Point placement records:

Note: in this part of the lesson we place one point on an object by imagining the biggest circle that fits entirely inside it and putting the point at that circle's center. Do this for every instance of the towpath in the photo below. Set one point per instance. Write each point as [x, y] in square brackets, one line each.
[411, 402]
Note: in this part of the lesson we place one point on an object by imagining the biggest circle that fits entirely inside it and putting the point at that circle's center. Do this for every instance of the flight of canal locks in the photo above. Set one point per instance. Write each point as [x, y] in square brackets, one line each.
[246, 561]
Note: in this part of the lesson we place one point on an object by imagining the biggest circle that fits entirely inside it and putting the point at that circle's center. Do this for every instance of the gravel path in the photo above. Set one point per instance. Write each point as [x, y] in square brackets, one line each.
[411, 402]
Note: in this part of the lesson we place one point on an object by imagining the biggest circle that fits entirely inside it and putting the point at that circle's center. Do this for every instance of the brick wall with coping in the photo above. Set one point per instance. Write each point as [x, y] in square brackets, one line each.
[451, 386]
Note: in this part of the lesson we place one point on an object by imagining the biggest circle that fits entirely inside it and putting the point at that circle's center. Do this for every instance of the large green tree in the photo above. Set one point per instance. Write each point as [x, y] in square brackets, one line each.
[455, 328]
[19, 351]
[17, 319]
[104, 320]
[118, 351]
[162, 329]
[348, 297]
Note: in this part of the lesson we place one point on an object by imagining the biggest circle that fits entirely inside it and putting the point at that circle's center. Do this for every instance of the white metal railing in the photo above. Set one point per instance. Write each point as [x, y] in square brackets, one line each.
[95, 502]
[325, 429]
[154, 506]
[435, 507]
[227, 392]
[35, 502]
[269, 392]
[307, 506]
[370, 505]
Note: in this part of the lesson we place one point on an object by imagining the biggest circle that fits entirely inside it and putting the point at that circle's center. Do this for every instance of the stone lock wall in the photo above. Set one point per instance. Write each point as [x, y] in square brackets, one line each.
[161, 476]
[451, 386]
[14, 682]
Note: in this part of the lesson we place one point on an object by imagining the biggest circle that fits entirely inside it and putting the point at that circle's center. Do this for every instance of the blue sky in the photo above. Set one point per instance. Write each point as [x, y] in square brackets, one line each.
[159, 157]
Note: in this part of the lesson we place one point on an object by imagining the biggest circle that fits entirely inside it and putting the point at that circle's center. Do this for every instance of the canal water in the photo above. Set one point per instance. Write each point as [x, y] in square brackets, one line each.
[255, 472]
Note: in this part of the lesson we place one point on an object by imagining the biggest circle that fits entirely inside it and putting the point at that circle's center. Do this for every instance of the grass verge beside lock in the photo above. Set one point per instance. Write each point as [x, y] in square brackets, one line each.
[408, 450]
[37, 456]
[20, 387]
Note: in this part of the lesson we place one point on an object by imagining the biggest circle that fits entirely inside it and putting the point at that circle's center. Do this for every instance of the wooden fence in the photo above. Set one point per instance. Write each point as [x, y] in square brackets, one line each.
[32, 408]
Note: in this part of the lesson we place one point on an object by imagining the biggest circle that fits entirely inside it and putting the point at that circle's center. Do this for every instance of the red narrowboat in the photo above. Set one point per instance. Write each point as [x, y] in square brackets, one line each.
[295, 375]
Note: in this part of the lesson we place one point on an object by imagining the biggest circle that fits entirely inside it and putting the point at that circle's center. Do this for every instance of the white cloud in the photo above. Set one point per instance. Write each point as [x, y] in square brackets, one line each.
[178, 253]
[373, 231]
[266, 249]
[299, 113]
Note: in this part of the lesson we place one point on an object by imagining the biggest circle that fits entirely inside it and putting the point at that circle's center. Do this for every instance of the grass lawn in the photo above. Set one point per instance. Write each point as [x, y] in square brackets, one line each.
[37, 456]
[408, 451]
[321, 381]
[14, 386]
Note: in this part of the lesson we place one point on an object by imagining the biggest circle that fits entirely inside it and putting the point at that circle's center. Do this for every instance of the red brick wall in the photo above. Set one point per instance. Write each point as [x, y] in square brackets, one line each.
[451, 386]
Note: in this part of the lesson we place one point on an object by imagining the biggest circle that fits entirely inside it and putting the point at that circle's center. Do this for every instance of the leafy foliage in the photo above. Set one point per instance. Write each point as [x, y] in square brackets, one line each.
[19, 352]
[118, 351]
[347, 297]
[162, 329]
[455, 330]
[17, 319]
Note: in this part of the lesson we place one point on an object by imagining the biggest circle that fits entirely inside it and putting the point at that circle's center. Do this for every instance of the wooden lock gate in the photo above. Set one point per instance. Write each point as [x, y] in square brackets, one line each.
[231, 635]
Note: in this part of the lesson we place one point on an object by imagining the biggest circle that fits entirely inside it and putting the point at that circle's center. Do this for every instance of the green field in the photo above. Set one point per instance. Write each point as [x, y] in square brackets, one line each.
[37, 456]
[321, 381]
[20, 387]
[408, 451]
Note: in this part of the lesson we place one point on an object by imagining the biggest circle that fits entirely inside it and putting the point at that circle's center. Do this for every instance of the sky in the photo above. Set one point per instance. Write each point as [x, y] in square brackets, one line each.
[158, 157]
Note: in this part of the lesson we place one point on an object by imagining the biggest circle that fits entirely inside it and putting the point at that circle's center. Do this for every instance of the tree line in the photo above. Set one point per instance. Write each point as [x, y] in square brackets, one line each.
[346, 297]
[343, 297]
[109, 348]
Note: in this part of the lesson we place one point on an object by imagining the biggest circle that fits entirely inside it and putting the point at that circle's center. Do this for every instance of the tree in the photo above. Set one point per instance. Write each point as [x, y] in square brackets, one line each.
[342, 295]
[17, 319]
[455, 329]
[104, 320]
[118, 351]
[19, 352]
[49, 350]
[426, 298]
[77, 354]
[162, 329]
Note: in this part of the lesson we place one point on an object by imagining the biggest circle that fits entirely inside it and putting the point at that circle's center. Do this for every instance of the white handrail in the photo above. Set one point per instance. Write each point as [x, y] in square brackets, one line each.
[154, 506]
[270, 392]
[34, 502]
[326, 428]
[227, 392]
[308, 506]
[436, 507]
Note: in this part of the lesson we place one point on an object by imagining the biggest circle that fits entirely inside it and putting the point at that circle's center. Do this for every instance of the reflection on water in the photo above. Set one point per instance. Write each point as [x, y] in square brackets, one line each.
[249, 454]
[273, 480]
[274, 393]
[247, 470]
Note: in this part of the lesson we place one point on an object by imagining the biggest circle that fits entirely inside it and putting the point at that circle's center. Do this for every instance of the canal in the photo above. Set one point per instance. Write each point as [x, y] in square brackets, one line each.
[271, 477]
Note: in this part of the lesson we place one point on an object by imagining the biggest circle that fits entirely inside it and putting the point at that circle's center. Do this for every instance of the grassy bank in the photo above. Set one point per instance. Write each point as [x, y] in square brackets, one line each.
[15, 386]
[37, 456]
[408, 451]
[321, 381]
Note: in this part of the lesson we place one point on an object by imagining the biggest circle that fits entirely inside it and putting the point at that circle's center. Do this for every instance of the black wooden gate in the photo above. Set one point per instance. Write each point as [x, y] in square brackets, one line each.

Problem details>
Quote the whole listing above, leaving nothing out.

Complete answer>
Note: in this part of the lesson we place one point on an object by imagining the biggest circle that fits entirely inside it and putting the point at that circle's center. Do this for every instance of the towpath in the photo below. Set one point per instance. Write each point as [x, y] in square brackets, one line each.
[411, 402]
Note: in this part of the lesson we place one point on an object by imagining the biggest circle that fits entirely inside it and putting the point at that circle's center. Do this for every instance of the flight of canal locks in the photo above. Set one point per instance. Write each point as [x, y] in square brackets, one line each.
[246, 561]
Note: in this part of the lesson we place one point on an object by imagining the biggest circle that fits entirely inside it and putting the point at that circle's center. Do this for every instance of the gravel path in the photo above. Set one point per instance. Write each point as [x, y] in square brackets, one line each.
[411, 402]
Note: in this part of the lesson we place one point on an object by imagining the biggest circle that fits entirely inside it and putting the point at that circle's center. Do this for every instance of the brick wall with coping in the photo above. Set one point per instance. Write each point as [x, y] in square brackets, one line each.
[451, 386]
Note: in this part of the lesson we place one point on an object by imagining the biggest circle that fits entirely inside it and putting the point at that circle's center. Do this for every instance of the large green tree in the photo above. Set one point per instance. Write each point as [x, y] in square brackets, one line each.
[455, 328]
[19, 351]
[17, 319]
[104, 320]
[118, 351]
[162, 329]
[348, 297]
Note: in this part of the lesson we place one point on an object by imagining the biggest circle that fits entirely inside it and putting the point at that circle's center. Do this for every instance of the white metal railing in the photo above. Set one point per instance. Write each point as [x, y] in square brackets, one line each.
[95, 502]
[325, 429]
[154, 506]
[435, 507]
[227, 392]
[35, 502]
[269, 392]
[307, 506]
[370, 505]
Note: in this part of the lesson we place one point on an object by imagining the biggest circle that fits entirely inside it and putting the point at that circle's center. Do this for every instance of the stone lock wall in the photo above. Set one point per instance. Write each point as [x, y] in square brackets, one line each.
[161, 476]
[451, 386]
[14, 682]
Note: in this part of the lesson we place one point on an object by imagining the biggest circle that fits entirely inside it and putting the point at that circle's center. Do this for every instance of the blue sky in the photo above. Set one point per instance. Write each point as [x, y] in square brackets, one line each.
[159, 157]
Note: in this part of the lesson we place one point on an object by imagining the biggest circle that fits entirely inside it and putting the point at that circle's center. Do this for every instance of the canal water in the photo above. Set one point per instance. Write each point as [x, y] in square brackets, one line each.
[255, 472]
Note: in this part of the lesson we place one point on an object by imagining the biggest circle that fits entirely inside it and putting the point at that circle's center. Do this for every instance of the grass verge beside lock in the photo above. Set one point per instance. Write each point as [x, y] in square brackets, one line each.
[408, 450]
[37, 456]
[20, 387]
Note: in this part of the lesson we place one point on an object by imagining the biggest circle that fits entirely inside it and putting the point at that circle's center. Do this for every instance of the wooden fence in the photo above. Set one point per instance. Write each point as [x, y] in square brackets, one line each.
[32, 408]
Note: in this part of the lesson we place one point on an object by imagining the biggest circle that fits entirely inside it and putting the point at that circle's center. Do this for every instance of the red narrowboat in the photo above. Set one point per instance. Write each point as [x, y] in square brackets, one line each.
[295, 375]
Note: in this part of the lesson we place one point on an object by imagining the biggest circle that fits entirely inside it and putting the point at that circle's center. Do this for every instance of the white cloud in the photo above. Set one point per instance. Write each point as [x, y] in square brackets, one line each.
[178, 253]
[373, 231]
[266, 249]
[299, 113]
Note: in this part of the lesson we place one point on an object by imagining the biggest circle that fits entirely inside it and putting the point at that circle's center. Do this for every instance of the grass lawn in the photo above. Set one point per instance. Write each point as [x, y] in square brackets, one line each.
[37, 456]
[408, 451]
[321, 381]
[14, 386]
Note: in this part of the lesson we place one point on an object by imagining the biggest circle that fits entirely inside it and putting the point at that circle's center. Do this for every instance of the red brick wall in the photo above. Set one point per instance. Write each point as [x, y] in square brackets, one line each.
[451, 386]
Note: in this part of the lesson we place one point on an object by imagining the biggest circle that fits entirely inside it and putting the point at that circle's center. Do this for every instance of the leafy foliage in the photo above. Set one point per instance. Write each point as [x, y] in square brackets, one line each.
[19, 352]
[118, 351]
[347, 297]
[162, 329]
[455, 330]
[17, 319]
Note: in this part of the lesson we place one point on an object by imagining the biggest circle that fits entirely inside it and putting the point at that circle's center. Do this for every instance of the wooden lock gate in the photo above. Set one point per instance. Write each point as [x, y] in square brackets, one line each.
[231, 635]
Note: in this part of the lesson we place one point on an object by imagining the biggest circle that fits entirely inside it and putting the point at that circle's center. Do this for every instance of the green field in the photo above. Set one point per instance. Write each point as [x, y] in square brackets, one line each.
[37, 456]
[321, 381]
[20, 387]
[408, 451]
Note: in this part of the lesson we place one point on an object by imagining the biggest circle that fits entirely inside it and putting the point at that circle's center. Do this for every instance of the sky in the photo above. Set one point per instance. Write each point as [x, y] in square brackets, one line each.
[158, 157]
Note: in this part of the lesson we place one point on an object by imagining the biggest circle that fits entirely inside it and putting the point at that circle's center. Do this for every instance of the tree line in the photo above. Set one point per instance. Write each point as [x, y] in square brackets, one line each.
[346, 297]
[343, 297]
[109, 348]
Note: in this part of the lesson we place one point on an object by imagining the biggest circle that fits entirely inside it and putting the point at that circle's center. Do this for every instance of the tree in the photo above. Set one point per instance. Write each point as [x, y] in square brackets, one line each.
[342, 295]
[17, 319]
[455, 329]
[104, 320]
[118, 351]
[19, 352]
[49, 350]
[426, 298]
[77, 354]
[162, 329]
Note: in this part of the lesson we place one point on an object by imagining the biggest circle that fits entirely inside it and putting the point at that circle's center. Do this for every instance of the white handrail in the photo above. Set one point per instance. Write each point as [x, y] in square brackets, one line each.
[154, 506]
[270, 392]
[34, 502]
[326, 428]
[227, 392]
[308, 506]
[436, 507]
Note: in this part of the lesson we place one point on an object by imagining the biggest circle that fits entirely inside it and putting the point at that circle's center. Do this for every instance of the reflection on water in the photo above. Set one point per instance. Write each point as [x, y] in square brackets, one line each.
[249, 454]
[273, 480]
[274, 393]
[247, 470]
Note: in this part of the lesson we place one point on an object by imagining the biggest circle that fits entirely inside it and putting the point at that circle's center. Do this for every instance of the canal in the photo above. Set one point per instance. Write each point as [x, y] in square brackets, one line each.
[271, 477]
Note: in this part of the lesson we place one point on an object by imagining the biggest circle that fits entirely inside it and putting the point at that circle's center. Do this for every instance of the grassy bank in the photo above. Set one point per instance. Write each point as [x, y] in square brackets, one line each.
[15, 386]
[37, 456]
[408, 451]
[321, 381]
Note: in this part of the lesson we place one point on an object by imagining the biggest circle that fits entirely inside it and putting the point at that circle's center. Do this for every instance of the black wooden gate in the photo above. Set one point per instance. Write each point as [x, y] in square brackets, one line each.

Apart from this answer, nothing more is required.